▶ **DOCUMENT PASSAGE**
[Start of section]
Elevated demand for CPG will continue in the coming months, while costs are expected to moderate slightly.  

That’s according to the Consumer Brands Association’s analysis of data from the Bureau of Labor Statistics, as reported in its “CPG Economic Pulse: Q3 and Cost Forecast.”

Third-quarter CPG demand grew 8.3% year over year, the trade associated said, with demand ticking up 1.8% over Q2 and surpassing March 2020 levels.

But while retail shelves emptied during the beginning of the pandemic, the same can’t be said today, noted Geoff Freeman, Consumer Brands president and CEO.

“For 19 months, demand has steadily increased, rising beyond levels not seen since the shelf-clearing panic at the start of the pandemic,” Freeman said in a statement. “Today, however, the shelves aren’t empty. Despite a supply chain in crisis, a labor shortage and historic inflation, the CPG industry has learned, adapted and gone to incredible lengths to meet consumer demand.”

[See also: Biden Supply Chain Strain Initiatives Include Better Data Sharing]

Consumer Brands forecasts that demand will remain elevated through the fourth quarter of 2021, with an anticipated growth rate of 10-11.5%, driven by today’s new consumer consumption habits.
[End of section]
▶ **TASK DIRECTIONS**
Reproduce the passage of the CPG demand report from "But while retail" up to and including "president and CEO.".

▶ **SOURCE INFORMATION**
[Start of section]
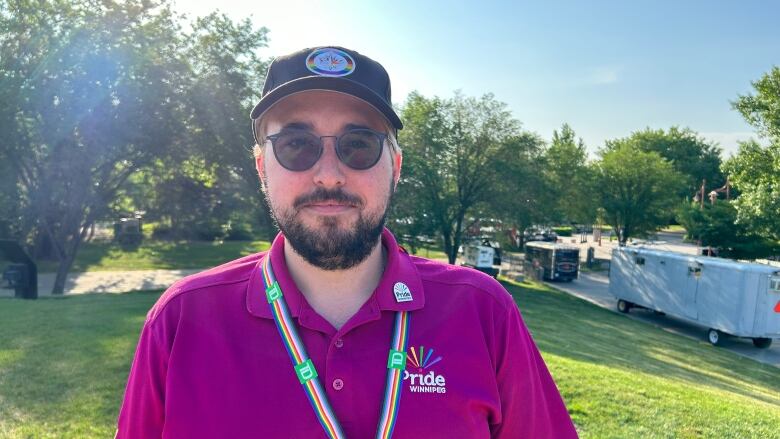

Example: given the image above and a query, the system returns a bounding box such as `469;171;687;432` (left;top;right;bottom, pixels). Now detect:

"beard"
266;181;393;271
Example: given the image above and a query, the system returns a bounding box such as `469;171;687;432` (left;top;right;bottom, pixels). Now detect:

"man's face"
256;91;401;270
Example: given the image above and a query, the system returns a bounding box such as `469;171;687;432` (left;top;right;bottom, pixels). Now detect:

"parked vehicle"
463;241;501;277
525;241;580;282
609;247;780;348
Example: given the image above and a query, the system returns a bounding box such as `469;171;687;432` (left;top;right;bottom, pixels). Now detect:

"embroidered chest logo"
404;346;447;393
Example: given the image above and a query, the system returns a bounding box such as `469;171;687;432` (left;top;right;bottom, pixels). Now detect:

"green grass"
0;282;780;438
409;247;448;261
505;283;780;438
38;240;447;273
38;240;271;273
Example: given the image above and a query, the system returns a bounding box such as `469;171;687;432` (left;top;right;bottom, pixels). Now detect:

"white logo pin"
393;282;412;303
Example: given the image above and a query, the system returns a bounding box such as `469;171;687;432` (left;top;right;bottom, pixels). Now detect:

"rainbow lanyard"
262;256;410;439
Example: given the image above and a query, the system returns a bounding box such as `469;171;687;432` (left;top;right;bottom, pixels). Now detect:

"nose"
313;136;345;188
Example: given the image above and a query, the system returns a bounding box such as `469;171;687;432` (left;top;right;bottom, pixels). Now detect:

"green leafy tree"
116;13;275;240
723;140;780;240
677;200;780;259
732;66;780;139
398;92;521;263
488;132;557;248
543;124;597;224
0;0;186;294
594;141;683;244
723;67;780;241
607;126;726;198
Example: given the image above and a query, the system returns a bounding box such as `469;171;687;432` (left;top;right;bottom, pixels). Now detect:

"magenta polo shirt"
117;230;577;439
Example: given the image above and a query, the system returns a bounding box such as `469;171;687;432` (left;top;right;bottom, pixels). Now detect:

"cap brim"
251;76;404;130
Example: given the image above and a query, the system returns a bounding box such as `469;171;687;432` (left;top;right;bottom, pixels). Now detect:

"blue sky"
[End of section]
[Start of section]
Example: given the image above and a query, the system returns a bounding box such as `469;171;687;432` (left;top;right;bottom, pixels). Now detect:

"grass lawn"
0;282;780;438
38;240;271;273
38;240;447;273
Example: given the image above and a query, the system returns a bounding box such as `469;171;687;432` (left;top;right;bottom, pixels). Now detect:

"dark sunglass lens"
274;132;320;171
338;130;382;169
[End of section]
▶ **ANSWER**
But while retail shelves emptied during the beginning of the pandemic, the same can’t be said today, noted Geoff Freeman, Consumer Brands president and CEO.